>> START
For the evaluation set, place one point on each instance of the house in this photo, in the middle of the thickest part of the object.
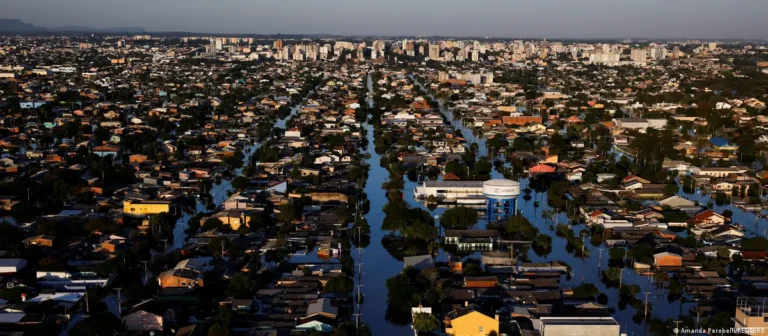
(605, 177)
(720, 143)
(180, 278)
(581, 325)
(470, 322)
(542, 169)
(106, 150)
(40, 240)
(9, 266)
(137, 158)
(708, 218)
(322, 307)
(418, 262)
(667, 258)
(471, 239)
(481, 282)
(326, 159)
(149, 317)
(146, 207)
(319, 323)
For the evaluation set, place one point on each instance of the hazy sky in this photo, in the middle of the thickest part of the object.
(503, 18)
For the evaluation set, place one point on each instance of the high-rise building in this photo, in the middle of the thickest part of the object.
(639, 56)
(212, 47)
(434, 51)
(658, 53)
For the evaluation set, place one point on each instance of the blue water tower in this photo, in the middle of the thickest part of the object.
(501, 198)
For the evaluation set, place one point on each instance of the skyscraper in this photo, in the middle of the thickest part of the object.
(639, 56)
(212, 47)
(434, 51)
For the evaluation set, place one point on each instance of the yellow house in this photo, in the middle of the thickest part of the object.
(233, 218)
(146, 207)
(473, 324)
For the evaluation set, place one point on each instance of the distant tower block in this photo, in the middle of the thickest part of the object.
(502, 198)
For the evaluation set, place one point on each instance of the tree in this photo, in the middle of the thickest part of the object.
(212, 223)
(339, 284)
(459, 218)
(641, 252)
(240, 182)
(240, 286)
(520, 227)
(424, 322)
(102, 323)
(585, 291)
(754, 244)
(671, 189)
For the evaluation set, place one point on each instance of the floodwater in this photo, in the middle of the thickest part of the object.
(379, 265)
(221, 190)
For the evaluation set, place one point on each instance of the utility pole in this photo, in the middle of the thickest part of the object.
(87, 305)
(645, 316)
(145, 270)
(600, 262)
(119, 303)
(621, 275)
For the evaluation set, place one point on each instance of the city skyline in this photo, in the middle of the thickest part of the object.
(588, 19)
>> END
Rewrite all the data above as a numbered list with one line per entry and no blank lines. Leave the picture out.

1. For the evaluation set, place one point on each instance of the house in this photo, in the middle of the thickest part of the object.
2. (605, 177)
3. (720, 143)
4. (180, 278)
5. (581, 325)
6. (470, 322)
7. (542, 169)
8. (106, 150)
9. (40, 240)
10. (9, 266)
11. (137, 158)
12. (708, 218)
13. (322, 307)
14. (418, 262)
15. (667, 258)
16. (471, 239)
17. (481, 282)
18. (326, 159)
19. (149, 317)
20. (146, 207)
21. (319, 323)
22. For the evaluation set, place one point on each instance of the hazy sky in this photo, in the middle of the thickest part of the object.
23. (503, 18)
24. For the evaluation set, place one point on each instance of the high-rise building in this photo, in the middle of the thickest part of the object.
25. (639, 56)
26. (212, 47)
27. (434, 51)
28. (658, 53)
29. For the evaluation set, place one point on each instance of the blue water tower in this photo, in the middle of the thickest part of the object.
30. (501, 198)
31. For the evaluation set, place one point on each instance of the skyscraper in this photo, in the middle of the thickest part of the object.
32. (639, 56)
33. (212, 47)
34. (434, 51)
35. For the evaluation set, place one point on each instance of the yellow house in this photo, in the middle of the thickest part of the object.
36. (233, 218)
37. (146, 207)
38. (473, 324)
39. For the evaluation set, place one point on each instance of the distant tower block in this photo, in the middle of the thickest part of the object.
40. (502, 198)
41. For the evaluation set, place one point on each instance of the tree in this photo, in the middle of the thickest part of the object.
42. (212, 223)
43. (339, 284)
44. (459, 218)
45. (641, 252)
46. (240, 182)
47. (240, 286)
48. (520, 227)
49. (424, 322)
50. (102, 323)
51. (585, 291)
52. (754, 244)
53. (671, 189)
54. For the evaluation set, place one point on each instance of the floodwater in this photo, in the middle of the thickest part of the object.
55. (379, 265)
56. (221, 190)
57. For the evaluation set, place one point on each instance of the utility pole in this photo, in the middle of the thickest part of the object.
58. (87, 305)
59. (645, 316)
60. (145, 270)
61. (600, 262)
62. (119, 303)
63. (621, 275)
64. For the evaluation set, place one point on each instance of the city skyline in this photo, in the middle of the thickest part of the object.
65. (588, 19)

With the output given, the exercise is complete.